--- Natural language region descriptions ---
• • • • •
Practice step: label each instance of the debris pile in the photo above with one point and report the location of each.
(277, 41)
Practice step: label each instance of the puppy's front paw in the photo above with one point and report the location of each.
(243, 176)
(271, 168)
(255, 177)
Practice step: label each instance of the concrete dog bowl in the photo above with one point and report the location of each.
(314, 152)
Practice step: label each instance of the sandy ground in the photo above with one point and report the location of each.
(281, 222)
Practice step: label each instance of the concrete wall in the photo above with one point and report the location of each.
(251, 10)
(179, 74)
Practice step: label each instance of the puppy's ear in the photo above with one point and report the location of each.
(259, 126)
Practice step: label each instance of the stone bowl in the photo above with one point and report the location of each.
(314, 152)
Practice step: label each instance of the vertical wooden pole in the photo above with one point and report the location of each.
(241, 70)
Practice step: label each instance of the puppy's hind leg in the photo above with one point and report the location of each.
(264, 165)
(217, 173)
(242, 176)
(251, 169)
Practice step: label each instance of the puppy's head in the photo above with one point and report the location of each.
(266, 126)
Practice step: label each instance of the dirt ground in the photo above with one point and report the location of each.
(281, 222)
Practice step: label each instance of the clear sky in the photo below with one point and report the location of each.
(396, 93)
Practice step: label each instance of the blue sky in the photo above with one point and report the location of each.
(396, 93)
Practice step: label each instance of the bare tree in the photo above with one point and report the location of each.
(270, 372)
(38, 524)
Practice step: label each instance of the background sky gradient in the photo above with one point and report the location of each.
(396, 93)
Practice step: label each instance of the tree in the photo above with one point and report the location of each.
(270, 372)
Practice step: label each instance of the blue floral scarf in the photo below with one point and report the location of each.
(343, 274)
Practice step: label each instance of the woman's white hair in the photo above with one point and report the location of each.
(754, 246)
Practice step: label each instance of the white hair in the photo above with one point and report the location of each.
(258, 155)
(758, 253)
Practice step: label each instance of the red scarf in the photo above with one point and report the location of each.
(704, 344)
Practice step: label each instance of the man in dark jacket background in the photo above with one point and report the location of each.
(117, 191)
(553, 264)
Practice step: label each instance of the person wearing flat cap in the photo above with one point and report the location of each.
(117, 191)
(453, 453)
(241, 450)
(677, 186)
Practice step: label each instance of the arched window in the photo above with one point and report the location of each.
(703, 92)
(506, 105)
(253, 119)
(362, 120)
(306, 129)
• • • • •
--- Problem statement ---
Copy, exactly and with nothing added, the lines from the one containing "Practice step: label each instance of the person" through the end of the records.

--- Written solution ---
Practice step: label each instance of the person wearing flat cap in the photo above with one point and report the location of each.
(117, 191)
(453, 453)
(241, 450)
(677, 186)
Practice step: label each instance of the arched window in the photo above with one point and report the location of each.
(703, 92)
(506, 105)
(253, 119)
(362, 120)
(306, 129)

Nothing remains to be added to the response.